EXERCISE DESCRIPTION: Pull out every line below that contains the word "bird".

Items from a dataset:
───
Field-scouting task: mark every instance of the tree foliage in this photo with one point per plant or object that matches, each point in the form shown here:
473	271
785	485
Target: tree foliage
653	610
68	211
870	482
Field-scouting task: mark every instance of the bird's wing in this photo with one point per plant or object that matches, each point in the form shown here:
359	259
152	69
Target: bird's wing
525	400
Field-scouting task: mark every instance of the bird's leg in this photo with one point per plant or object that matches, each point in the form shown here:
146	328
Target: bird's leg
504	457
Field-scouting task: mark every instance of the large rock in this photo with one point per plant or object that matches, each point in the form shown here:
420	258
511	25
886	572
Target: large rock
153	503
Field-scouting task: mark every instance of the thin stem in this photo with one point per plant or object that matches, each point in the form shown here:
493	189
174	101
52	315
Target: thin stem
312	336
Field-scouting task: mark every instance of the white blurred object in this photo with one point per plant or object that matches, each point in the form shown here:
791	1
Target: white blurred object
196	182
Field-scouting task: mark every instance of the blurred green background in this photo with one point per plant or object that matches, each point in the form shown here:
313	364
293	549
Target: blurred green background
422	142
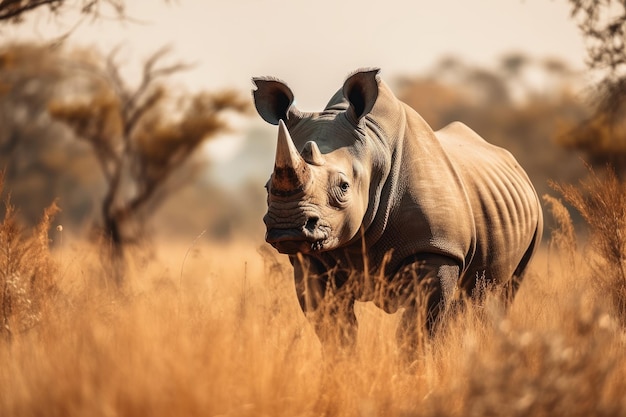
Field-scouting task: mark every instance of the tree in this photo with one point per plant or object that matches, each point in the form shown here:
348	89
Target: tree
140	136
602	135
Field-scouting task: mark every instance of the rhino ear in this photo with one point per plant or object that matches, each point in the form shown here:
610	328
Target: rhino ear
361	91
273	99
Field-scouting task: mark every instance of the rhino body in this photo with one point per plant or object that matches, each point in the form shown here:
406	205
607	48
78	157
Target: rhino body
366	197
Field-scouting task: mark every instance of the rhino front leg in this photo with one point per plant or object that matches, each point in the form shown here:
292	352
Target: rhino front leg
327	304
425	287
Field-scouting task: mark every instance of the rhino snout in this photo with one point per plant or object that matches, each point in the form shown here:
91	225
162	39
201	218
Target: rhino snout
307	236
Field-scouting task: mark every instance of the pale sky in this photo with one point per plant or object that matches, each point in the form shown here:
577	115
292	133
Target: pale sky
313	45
───
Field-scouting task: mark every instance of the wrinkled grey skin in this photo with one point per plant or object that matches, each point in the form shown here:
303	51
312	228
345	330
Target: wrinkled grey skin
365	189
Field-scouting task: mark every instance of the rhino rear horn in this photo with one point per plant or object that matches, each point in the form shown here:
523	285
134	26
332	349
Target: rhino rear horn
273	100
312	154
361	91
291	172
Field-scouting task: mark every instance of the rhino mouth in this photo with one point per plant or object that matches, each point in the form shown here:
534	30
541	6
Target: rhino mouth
───
FULL SOLUTION:
Field-scouting task: mark every instance of the bird's wing in this photo with one point per plant or object that matches, each point in the form shown here:
Target: bird's wing
Field-scouting task: mark every instance of the bird's leg in this photo with one point per plant or object that matches, each point in the form shown here:
Target: bird's leg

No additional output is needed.